▶ Fragmento del documento
# # # # # # #

Después de unos días de infarto se intuyen algunos indicios de una breve y precaria ventana de oportunidad para retomar el diálogo que pueda evitarnos más emociones insanas. Las banderas blancas que van apareciendo y numerosas declaraciones apelando al diálogo marcan un cambio significativo de tercio tras semanas de polarización ensordecedora. Las trascendentes decisiones de grandes corporaciones de trasladar sus sedes sociales fuera de Catalunya invitan sin duda a bajar el nivel de adrenalina y substituirlo por una más serena reflexión. La buena gobernanza tiene como objetivo la mejora de las condiciones de vida de la población a corto y largo plazo y no crear problemas que dividan a la sociedad. Son precisamente las sociedades con amplios espacios compartidos las que mejor progresan, como Catalunya demostró hace exactamente 40 años con la vuelta de Tarradellas en momentos no menos complejos. Favorecer la polarización social es precisamente un síntoma de mal gobierno por el alto riesgo que comporta como nos recuerda nuestra historia reciente y por distraernos de los verdaderos retos planteados en un mundo globalizado.

Ambas partes han expuesto hasta la saciedad sus argumentos sin escucharse mutuamente en un imposible diálogo de besugos que carece de sentido prolongar. Se han mezclado además dos debates, uno sobre el derecho a decidir y otro sobre la cuestión de fondo, lo que solo ha enmascarado aún más el problema. Pese a ello queda un aspecto poco comentado que es la perspectiva de los otros territorios de la antigua Corona de Aragón. Catalunya nunca ha sido independiente -a diferencia de Escocia-sino o parte de Francia, Aragón o España en cuya constitución se incorporó como uno de los territorios de la anterior. De plantear la reversión solo tendría sentido para el conjunto de los territorios y nunca uno de ellos. Hacerlo sin consultar con los valencianos, aragoneses y baleares es un ejercicio de histórica deslealtad tras una larga historia compartida. Si la opción de la independencia cuajase, los vínculos de toda índole se debilitarían con el paso del tiempo como ha pasado con el Roselló.

Debe aprovecharse cualquier resquicio de diálogo posible en sus múltiples formas y preferiblemente discreto donde el mundo empresarial tiene una especial responsabilidad. Y para ello es necesario no proseguir la huida hacia ninguna parte que nos genere otro Kosovo enquistado en medio de Europa. Las responsabilidades individuales en que hayan incurrido gobernantes concretos se tendrán que substanciar con independencia del diálogo por los cauces que prevé el ordenamiento jurídico y en el marco de la división de poderes. El volátil apoyo popular no puede eximir de las responsabilidades de cada cual en un ejercicio déjà vu en otro tipo de casos como la corrupción.

Pero el verdadero problema no lo tenemos ahí, sino en la progresiva desafección de una parte si bien no mayoritaria si muy importante de la población catalana. Se ha dejado irresponsablemente crecer y si no se aborda ya devendrá insoluble. Coincide y refuerza otro problema diferente pero relacionado: la falta de entusiasmo que hoy genera el proyecto colectivo de España una de cuyas causas y síntoma a la vez es la fosilización de la Constitución del 78 por falta de ambición, amplitud de miras, generosidad y capacidad de consenso. No hay que buscar la causa en la Transición, antes al contrario: sus protagonistas sí que dieron la talla en comparación con el más que mediocre liderazgo actual. Recordemos que Adolfo Suárez entendía que el modelo autonómico tenía un horizonte de 25 años o el hecho que muchas de las propuestas federalizantes que ahora aparecen circulaban ya en la segunda mitad de los 80 sin que nunca se llegasen a tomar en serio.

# # # # # # #

▶ Material proporcionado
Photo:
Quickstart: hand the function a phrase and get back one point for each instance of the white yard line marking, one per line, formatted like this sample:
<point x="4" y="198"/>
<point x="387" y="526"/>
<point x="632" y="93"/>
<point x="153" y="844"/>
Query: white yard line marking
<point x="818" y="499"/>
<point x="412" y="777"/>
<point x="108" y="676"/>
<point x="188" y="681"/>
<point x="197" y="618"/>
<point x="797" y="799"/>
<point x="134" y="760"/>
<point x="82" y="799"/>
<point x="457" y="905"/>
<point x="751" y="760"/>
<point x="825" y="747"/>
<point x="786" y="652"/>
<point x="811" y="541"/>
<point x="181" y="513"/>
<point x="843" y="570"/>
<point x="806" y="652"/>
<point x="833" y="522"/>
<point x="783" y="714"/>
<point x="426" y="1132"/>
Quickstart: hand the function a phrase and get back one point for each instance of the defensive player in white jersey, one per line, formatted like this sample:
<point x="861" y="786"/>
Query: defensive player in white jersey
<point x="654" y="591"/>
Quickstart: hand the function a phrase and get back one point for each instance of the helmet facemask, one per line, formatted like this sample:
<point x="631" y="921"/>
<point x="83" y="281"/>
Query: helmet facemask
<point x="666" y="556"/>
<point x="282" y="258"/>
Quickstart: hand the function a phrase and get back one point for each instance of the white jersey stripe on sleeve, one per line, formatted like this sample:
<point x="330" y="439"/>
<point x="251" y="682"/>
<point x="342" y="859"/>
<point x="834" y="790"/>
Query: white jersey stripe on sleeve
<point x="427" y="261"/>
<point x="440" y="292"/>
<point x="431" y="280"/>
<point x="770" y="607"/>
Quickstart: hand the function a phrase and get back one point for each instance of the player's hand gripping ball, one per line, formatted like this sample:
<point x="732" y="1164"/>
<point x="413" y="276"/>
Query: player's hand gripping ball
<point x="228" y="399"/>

# # # # # # #

▶ Tareas propuestas
1 – Responda, a partir del texto sobre Catalunya, a las preguntas siguientes:
(a) ¿Cuántos años han pasado desde la vuelta de Tarradellas?
(b) ¿Con quiénes habría que consultar antes de plantear la independencia?
(c) ¿Qué horizonte temporal atribuía Adolfo Suárez al modelo autonómico?
2 – Enumere las carencias a las que el texto sobre Catalunya atribuye la fosilización de la Constitución del 78.
3 – Transcriba el texto sobre Catalunya desde "Debe aprovecharse cualquier" hasta "como la corrupción.".

▶ Respuestas por tarea
1 –
(a) Exactamente 40 años.
(b) Con los valencianos, aragoneses y baleares.
(c) Un horizonte de 25 años.

2 –
- Ambición
- Amplitud de miras
- Generosidad
- Capacidad de consenso

3 –
Debe aprovecharse cualquier resquicio de diálogo posible en sus múltiples formas y preferiblemente discreto donde el mundo empresarial tiene una especial responsabilidad. Y para ello es necesario no proseguir la huida hacia ninguna parte que nos genere otro Kosovo enquistado en medio de Europa. Las responsabilidades individuales en que hayan incurrido gobernantes concretos se tendrán que substanciar con independencia del diálogo por los cauces que prevé el ordenamiento jurídico y en el marco de la división de poderes. El volátil apoyo popular no puede eximir de las responsabilidades de cada cual en un ejercicio déjà vu en otro tipo de casos como la corrupción.